_What the exercise asks_: Copy the entries below word for word, but leave out the pictures.

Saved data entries
....

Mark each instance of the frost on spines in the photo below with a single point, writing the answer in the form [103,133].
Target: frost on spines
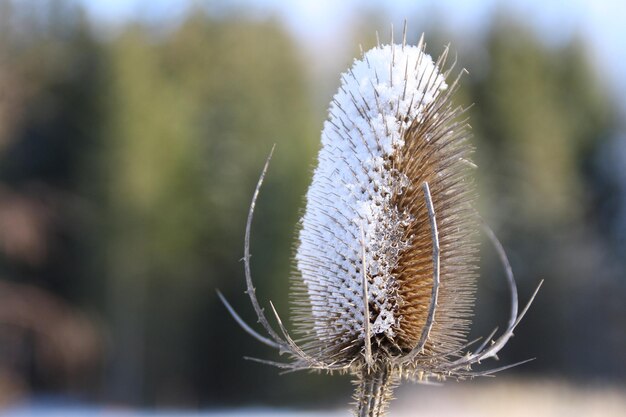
[386,254]
[363,215]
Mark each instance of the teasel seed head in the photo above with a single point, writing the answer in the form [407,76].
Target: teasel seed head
[388,244]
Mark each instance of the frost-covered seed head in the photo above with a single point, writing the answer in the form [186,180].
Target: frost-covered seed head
[387,252]
[391,127]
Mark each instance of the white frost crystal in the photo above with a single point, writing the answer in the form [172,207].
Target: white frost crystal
[352,190]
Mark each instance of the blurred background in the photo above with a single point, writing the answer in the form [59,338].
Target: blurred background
[132,134]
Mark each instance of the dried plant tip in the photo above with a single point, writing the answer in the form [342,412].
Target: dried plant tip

....

_Solved problem_:
Mark each instance of the frost on spines in the photo below with a single point, writing the answer in the form [103,133].
Target: frost on spines
[386,254]
[363,215]
Mark each instance of the teasel seed head in the photo above with a single point, writing the answer in the form [407,76].
Target: teasel seed head
[388,244]
Mark each instance of the frost-covered seed head in the photo above with a single point, writing the answer in the form [186,180].
Target: frost-covered seed head
[387,252]
[391,127]
Mark each instance of the white frost crystal in the photo above with a single point, writing the answer in the form [172,207].
Target: white frost crystal
[352,190]
Mark each instance of the blurred background in the photo above with a single point, writing the answer in the form [59,338].
Target: blurred background
[132,134]
Mark each instance of the dried plant tip in the photo above with a single point, writing the answer in the form [342,412].
Target: dried plant tip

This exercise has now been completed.